:: Material to process

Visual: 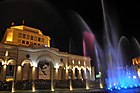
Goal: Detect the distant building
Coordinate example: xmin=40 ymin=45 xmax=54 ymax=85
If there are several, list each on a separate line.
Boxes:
xmin=0 ymin=25 xmax=94 ymax=88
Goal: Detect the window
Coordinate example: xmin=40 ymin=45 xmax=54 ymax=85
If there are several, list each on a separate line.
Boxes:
xmin=30 ymin=42 xmax=33 ymax=45
xmin=22 ymin=40 xmax=25 ymax=44
xmin=42 ymin=38 xmax=44 ymax=43
xmin=31 ymin=36 xmax=34 ymax=40
xmin=18 ymin=33 xmax=22 ymax=38
xmin=34 ymin=36 xmax=37 ymax=41
xmin=27 ymin=35 xmax=30 ymax=39
xmin=26 ymin=41 xmax=29 ymax=44
xmin=18 ymin=39 xmax=21 ymax=43
xmin=23 ymin=34 xmax=26 ymax=38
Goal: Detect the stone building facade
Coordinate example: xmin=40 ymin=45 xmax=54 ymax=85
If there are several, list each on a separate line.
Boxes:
xmin=0 ymin=26 xmax=93 ymax=91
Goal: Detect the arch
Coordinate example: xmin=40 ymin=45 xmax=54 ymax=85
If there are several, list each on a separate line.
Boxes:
xmin=36 ymin=54 xmax=54 ymax=79
xmin=21 ymin=59 xmax=33 ymax=67
xmin=7 ymin=59 xmax=16 ymax=65
xmin=36 ymin=54 xmax=54 ymax=66
xmin=21 ymin=59 xmax=33 ymax=80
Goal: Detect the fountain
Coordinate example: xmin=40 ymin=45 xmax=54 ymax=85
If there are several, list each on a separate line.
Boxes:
xmin=100 ymin=0 xmax=140 ymax=90
xmin=81 ymin=0 xmax=140 ymax=91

::::

--- Instructions to follow ---
Update the entries above by replacing "Detect" with "Locate" wherever it appears, keeping everything else unchanged. Leave the pictures out of your answer.

--- Complete response ---
Visual: 
Goal: Locate the distant building
Coordinate example: xmin=40 ymin=45 xmax=54 ymax=85
If there are several, list each on a separate line.
Boxes:
xmin=0 ymin=25 xmax=94 ymax=88
Goal: Locate the window
Coordinate example: xmin=40 ymin=45 xmax=54 ymax=85
If there are several, list each on a separate line.
Boxes:
xmin=30 ymin=42 xmax=33 ymax=45
xmin=22 ymin=40 xmax=25 ymax=44
xmin=42 ymin=38 xmax=44 ymax=43
xmin=31 ymin=36 xmax=34 ymax=40
xmin=18 ymin=33 xmax=22 ymax=38
xmin=34 ymin=36 xmax=37 ymax=41
xmin=27 ymin=35 xmax=30 ymax=39
xmin=26 ymin=41 xmax=29 ymax=44
xmin=18 ymin=39 xmax=21 ymax=43
xmin=23 ymin=34 xmax=26 ymax=38
Goal: Locate the stone building facade
Coordinate example: xmin=40 ymin=45 xmax=54 ymax=85
If there are several, list each on a separate line.
Boxes:
xmin=0 ymin=26 xmax=93 ymax=91
Goal: Locate the arch
Coordinate example: xmin=40 ymin=45 xmax=54 ymax=85
If there are several, list each on a separate line.
Boxes:
xmin=36 ymin=54 xmax=54 ymax=79
xmin=21 ymin=59 xmax=33 ymax=67
xmin=7 ymin=59 xmax=16 ymax=65
xmin=36 ymin=54 xmax=54 ymax=66
xmin=21 ymin=59 xmax=33 ymax=80
Goal: Locate the fountain
Coordinate example: xmin=40 ymin=45 xmax=54 ymax=85
If there are several, list each on a separate line.
Boxes:
xmin=100 ymin=0 xmax=140 ymax=90
xmin=81 ymin=0 xmax=140 ymax=91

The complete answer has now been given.